Region pointing data:
☆ ☆ ☆ ☆

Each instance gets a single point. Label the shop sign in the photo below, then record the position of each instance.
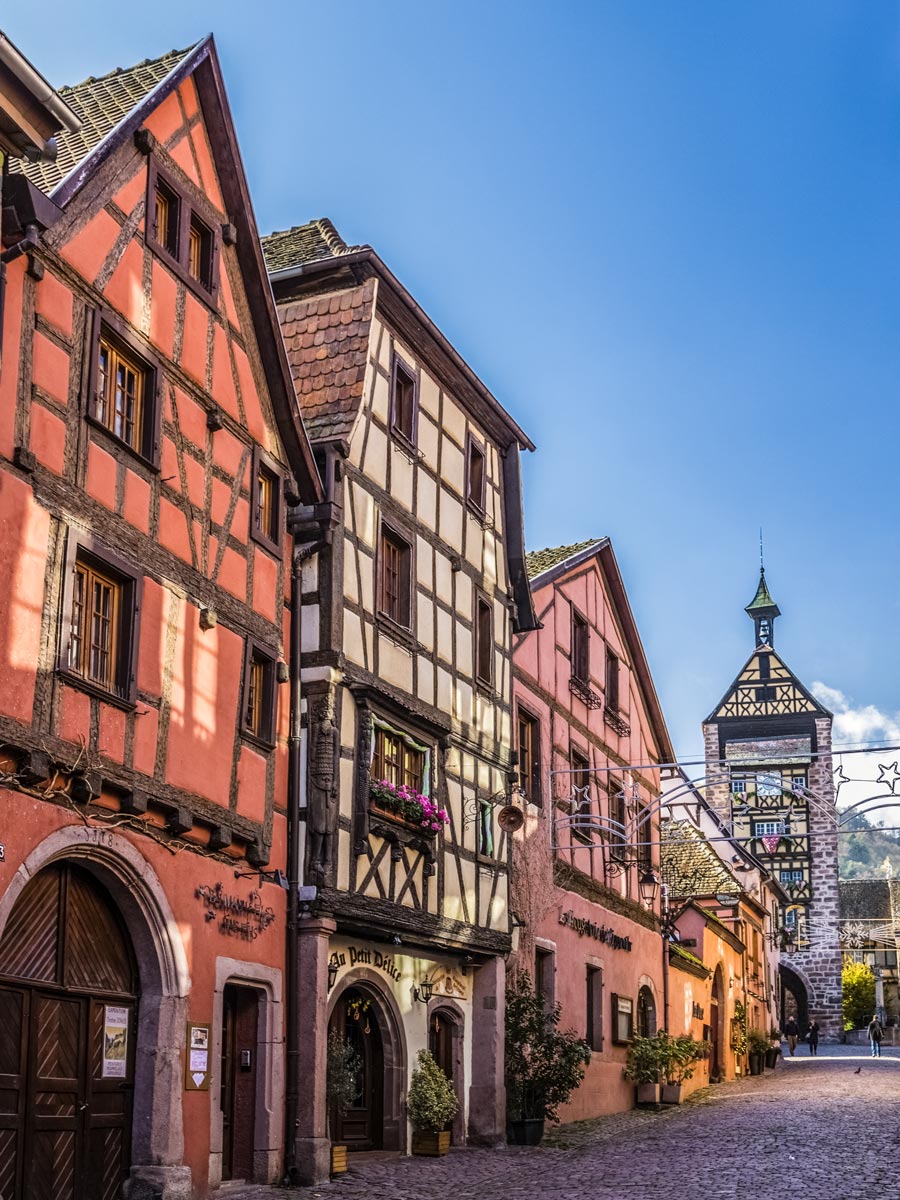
(115, 1042)
(238, 916)
(359, 954)
(197, 1061)
(585, 928)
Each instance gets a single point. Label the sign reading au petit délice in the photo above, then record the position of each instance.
(367, 958)
(585, 928)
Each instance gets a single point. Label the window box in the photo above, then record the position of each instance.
(184, 234)
(124, 382)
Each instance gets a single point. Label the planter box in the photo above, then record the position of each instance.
(431, 1145)
(647, 1093)
(339, 1159)
(526, 1133)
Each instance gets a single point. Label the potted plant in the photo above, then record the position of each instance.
(647, 1066)
(774, 1049)
(544, 1063)
(759, 1044)
(343, 1068)
(431, 1103)
(683, 1057)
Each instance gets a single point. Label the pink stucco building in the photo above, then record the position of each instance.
(591, 735)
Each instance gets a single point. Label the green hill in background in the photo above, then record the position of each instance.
(868, 852)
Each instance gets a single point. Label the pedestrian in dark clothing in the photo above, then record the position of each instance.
(814, 1038)
(792, 1031)
(875, 1035)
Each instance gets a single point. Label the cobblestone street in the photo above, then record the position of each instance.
(804, 1129)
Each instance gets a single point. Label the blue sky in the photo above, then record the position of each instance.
(667, 237)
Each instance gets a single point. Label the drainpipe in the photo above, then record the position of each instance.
(292, 1083)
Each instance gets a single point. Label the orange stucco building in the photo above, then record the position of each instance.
(591, 737)
(149, 448)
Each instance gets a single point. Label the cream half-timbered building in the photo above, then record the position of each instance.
(408, 619)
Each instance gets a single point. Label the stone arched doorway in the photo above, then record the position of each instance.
(115, 871)
(447, 1044)
(366, 1018)
(717, 1019)
(646, 1012)
(69, 1019)
(795, 997)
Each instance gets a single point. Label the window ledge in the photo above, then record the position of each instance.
(119, 444)
(109, 697)
(400, 634)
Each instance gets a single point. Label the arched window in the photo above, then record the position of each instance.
(646, 1013)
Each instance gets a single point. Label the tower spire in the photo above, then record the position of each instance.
(762, 609)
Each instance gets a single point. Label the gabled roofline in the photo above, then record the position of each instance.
(203, 59)
(71, 184)
(367, 257)
(715, 720)
(603, 550)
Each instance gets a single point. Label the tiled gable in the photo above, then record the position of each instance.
(327, 340)
(102, 103)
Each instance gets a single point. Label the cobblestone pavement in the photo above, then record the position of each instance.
(820, 1127)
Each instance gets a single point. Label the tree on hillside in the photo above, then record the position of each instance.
(858, 995)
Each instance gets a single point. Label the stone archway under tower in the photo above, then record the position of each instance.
(797, 996)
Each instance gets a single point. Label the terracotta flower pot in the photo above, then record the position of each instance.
(431, 1145)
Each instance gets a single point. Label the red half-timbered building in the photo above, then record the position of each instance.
(149, 448)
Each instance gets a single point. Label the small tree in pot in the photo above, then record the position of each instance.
(343, 1067)
(431, 1103)
(544, 1063)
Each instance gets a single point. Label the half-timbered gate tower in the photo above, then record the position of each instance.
(768, 761)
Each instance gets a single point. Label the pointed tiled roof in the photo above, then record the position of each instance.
(327, 339)
(540, 561)
(762, 600)
(689, 864)
(304, 244)
(102, 103)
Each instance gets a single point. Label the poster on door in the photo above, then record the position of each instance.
(115, 1042)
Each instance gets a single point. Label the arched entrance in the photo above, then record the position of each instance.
(795, 997)
(646, 1012)
(69, 1014)
(360, 1126)
(717, 1014)
(445, 1042)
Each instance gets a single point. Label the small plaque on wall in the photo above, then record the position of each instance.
(197, 1057)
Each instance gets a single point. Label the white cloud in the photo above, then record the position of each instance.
(857, 723)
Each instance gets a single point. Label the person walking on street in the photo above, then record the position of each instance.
(875, 1035)
(813, 1035)
(792, 1031)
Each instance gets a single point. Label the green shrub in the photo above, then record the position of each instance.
(431, 1101)
(544, 1065)
(857, 995)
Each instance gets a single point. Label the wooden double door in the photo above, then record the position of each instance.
(69, 1011)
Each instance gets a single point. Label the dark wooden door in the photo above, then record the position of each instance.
(360, 1125)
(441, 1043)
(67, 1021)
(714, 1056)
(240, 1027)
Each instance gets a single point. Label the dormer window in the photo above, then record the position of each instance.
(405, 400)
(183, 234)
(475, 475)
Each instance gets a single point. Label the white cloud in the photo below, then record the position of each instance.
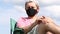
(49, 1)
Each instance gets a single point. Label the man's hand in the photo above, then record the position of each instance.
(51, 26)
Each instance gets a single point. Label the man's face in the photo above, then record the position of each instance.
(31, 5)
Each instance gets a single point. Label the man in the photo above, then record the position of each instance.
(27, 23)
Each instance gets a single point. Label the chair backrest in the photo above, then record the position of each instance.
(12, 24)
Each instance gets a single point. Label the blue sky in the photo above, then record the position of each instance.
(15, 9)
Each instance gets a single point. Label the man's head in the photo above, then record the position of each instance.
(31, 8)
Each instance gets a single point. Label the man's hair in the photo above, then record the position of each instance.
(30, 2)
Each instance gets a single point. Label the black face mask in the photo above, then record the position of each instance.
(31, 12)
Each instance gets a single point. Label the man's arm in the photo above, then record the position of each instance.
(51, 26)
(28, 28)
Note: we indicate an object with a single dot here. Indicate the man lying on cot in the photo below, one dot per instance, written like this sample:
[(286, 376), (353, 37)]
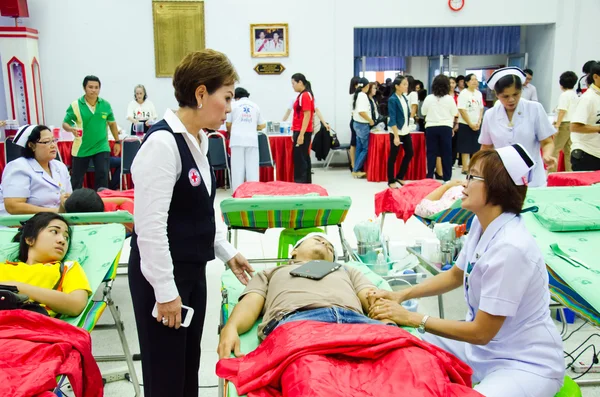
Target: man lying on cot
[(53, 286), (339, 297)]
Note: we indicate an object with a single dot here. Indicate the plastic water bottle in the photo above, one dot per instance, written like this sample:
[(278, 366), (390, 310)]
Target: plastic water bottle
[(381, 266)]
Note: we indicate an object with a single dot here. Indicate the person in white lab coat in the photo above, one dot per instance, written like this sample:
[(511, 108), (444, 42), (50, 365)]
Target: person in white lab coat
[(36, 182), (517, 120), (243, 123), (508, 337)]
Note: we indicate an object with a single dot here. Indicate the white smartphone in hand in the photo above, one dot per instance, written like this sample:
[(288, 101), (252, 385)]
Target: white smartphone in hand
[(186, 314)]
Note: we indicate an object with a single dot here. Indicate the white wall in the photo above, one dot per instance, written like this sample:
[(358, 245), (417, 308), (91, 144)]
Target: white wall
[(122, 54), (540, 46)]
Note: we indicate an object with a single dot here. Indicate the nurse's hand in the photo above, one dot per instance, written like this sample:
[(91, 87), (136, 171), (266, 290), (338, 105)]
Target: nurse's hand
[(550, 161), (241, 268), (169, 313), (390, 310)]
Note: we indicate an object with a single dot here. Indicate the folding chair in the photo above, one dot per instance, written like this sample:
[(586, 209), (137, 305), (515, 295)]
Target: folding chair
[(129, 149), (97, 248), (265, 157), (217, 153), (12, 151)]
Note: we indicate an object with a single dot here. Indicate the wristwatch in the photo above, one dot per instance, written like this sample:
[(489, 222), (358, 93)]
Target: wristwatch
[(421, 327)]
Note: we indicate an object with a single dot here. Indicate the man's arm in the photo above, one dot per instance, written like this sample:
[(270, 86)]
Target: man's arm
[(244, 315)]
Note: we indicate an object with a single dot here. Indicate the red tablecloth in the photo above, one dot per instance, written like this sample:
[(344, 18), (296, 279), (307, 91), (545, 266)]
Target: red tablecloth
[(573, 178), (277, 188), (379, 150), (64, 148)]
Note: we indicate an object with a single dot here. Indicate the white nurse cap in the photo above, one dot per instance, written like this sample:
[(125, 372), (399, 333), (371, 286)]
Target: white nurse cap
[(23, 134), (517, 162), (508, 71), (312, 235)]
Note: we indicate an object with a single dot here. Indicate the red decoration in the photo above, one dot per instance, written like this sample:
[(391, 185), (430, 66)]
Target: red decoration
[(456, 5), (14, 8)]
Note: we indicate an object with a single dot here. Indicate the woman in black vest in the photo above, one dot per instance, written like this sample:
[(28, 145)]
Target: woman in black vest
[(175, 233)]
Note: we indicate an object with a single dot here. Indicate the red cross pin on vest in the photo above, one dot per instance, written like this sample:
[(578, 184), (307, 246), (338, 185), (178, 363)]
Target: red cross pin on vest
[(194, 177)]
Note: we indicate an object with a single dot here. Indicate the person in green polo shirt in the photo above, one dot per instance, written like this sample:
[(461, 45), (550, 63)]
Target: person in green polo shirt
[(87, 118)]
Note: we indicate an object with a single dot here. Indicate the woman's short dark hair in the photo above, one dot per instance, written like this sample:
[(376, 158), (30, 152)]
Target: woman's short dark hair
[(440, 86), (353, 83), (207, 67), (89, 78), (143, 89), (499, 186), (84, 200), (411, 83), (568, 80), (506, 82), (34, 137), (32, 228)]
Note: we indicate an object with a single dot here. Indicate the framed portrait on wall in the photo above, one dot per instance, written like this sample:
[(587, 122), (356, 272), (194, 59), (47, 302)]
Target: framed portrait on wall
[(269, 40)]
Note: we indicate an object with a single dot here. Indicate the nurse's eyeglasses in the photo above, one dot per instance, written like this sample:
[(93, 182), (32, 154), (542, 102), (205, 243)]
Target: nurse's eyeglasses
[(54, 141), (474, 178)]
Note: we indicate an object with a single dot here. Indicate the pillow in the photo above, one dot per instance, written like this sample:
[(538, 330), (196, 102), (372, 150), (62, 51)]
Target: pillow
[(77, 252), (569, 216)]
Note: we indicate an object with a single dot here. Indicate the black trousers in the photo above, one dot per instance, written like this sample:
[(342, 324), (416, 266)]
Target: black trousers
[(170, 357), (439, 144), (302, 164), (406, 141), (81, 165), (582, 161)]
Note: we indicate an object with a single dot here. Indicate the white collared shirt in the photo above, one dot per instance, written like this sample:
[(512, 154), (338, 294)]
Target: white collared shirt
[(25, 178), (530, 126), (155, 170), (505, 275)]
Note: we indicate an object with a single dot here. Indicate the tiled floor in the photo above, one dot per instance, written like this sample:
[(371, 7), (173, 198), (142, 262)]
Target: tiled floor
[(337, 182)]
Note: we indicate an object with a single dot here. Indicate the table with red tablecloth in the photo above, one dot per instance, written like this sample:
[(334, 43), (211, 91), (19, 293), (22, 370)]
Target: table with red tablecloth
[(64, 148), (277, 188), (378, 154)]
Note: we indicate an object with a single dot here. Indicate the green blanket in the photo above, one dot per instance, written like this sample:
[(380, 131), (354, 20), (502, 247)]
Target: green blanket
[(582, 245)]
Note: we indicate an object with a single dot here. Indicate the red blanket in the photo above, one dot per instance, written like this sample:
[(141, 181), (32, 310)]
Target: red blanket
[(34, 349), (403, 201), (308, 358)]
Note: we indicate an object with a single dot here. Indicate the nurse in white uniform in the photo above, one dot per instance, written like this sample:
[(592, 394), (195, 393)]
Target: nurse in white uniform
[(36, 182), (517, 120), (243, 123), (508, 337)]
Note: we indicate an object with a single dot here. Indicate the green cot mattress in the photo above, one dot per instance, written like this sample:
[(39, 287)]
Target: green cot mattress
[(97, 248), (576, 287), (283, 211), (249, 340), (75, 219)]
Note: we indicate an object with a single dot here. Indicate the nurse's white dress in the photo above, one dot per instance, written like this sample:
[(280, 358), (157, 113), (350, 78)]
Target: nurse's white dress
[(505, 275), (25, 178), (530, 125)]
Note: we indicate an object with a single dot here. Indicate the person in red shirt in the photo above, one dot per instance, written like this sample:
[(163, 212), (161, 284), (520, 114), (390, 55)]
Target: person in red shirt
[(302, 127)]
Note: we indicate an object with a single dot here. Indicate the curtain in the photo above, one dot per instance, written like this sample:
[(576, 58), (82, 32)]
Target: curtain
[(381, 64), (405, 42)]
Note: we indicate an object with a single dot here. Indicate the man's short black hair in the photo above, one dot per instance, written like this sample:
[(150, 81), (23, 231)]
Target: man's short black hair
[(89, 78)]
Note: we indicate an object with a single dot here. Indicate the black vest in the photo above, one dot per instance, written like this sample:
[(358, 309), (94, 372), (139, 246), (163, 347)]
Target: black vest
[(191, 221)]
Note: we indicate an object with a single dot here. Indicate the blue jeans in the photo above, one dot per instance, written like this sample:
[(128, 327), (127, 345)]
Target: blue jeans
[(332, 314), (362, 144)]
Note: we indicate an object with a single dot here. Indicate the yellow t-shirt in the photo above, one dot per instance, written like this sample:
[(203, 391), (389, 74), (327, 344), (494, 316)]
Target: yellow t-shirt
[(46, 275)]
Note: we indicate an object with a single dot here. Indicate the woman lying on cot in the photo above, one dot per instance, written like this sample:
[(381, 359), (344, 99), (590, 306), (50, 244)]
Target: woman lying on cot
[(40, 273), (440, 199), (508, 336)]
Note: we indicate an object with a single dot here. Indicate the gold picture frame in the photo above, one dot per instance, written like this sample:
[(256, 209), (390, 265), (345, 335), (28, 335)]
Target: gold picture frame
[(178, 30), (269, 40)]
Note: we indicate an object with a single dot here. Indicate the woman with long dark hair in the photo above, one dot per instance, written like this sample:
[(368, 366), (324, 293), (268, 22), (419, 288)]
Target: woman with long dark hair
[(302, 128)]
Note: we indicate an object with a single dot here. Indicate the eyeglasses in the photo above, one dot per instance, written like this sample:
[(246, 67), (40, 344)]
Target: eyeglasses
[(54, 141), (473, 177)]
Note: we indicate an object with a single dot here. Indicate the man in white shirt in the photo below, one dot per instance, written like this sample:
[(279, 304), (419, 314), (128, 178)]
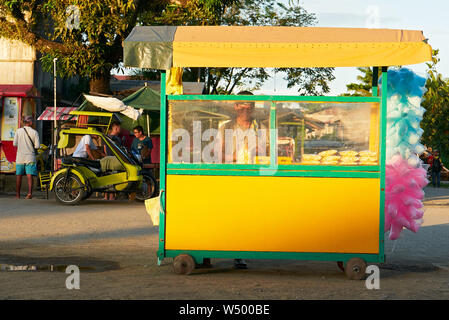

☆ ☆ ☆ ☆

## WORK TO COMPLETE
Taking the entries above, print exactly the lines starting at the line with "the nurse's hand" and ending at the line with "[(586, 209), (137, 305), (515, 295)]", both included.

## RESPONSE TO THE EXERCISE
Note: we indicate an object with a single dot here. Indicate the nurse's hand in the photo above, one dot per instance, written like this sample:
[(91, 87), (136, 171), (266, 290), (338, 105)]
Target: nurse's hand
[(550, 161), (241, 268), (169, 313), (390, 310)]
Note: we indicate an object with a single dot here. Indicate the folding chair in the photo above, one dot per instance, written like this sample:
[(586, 209), (137, 305), (515, 295)]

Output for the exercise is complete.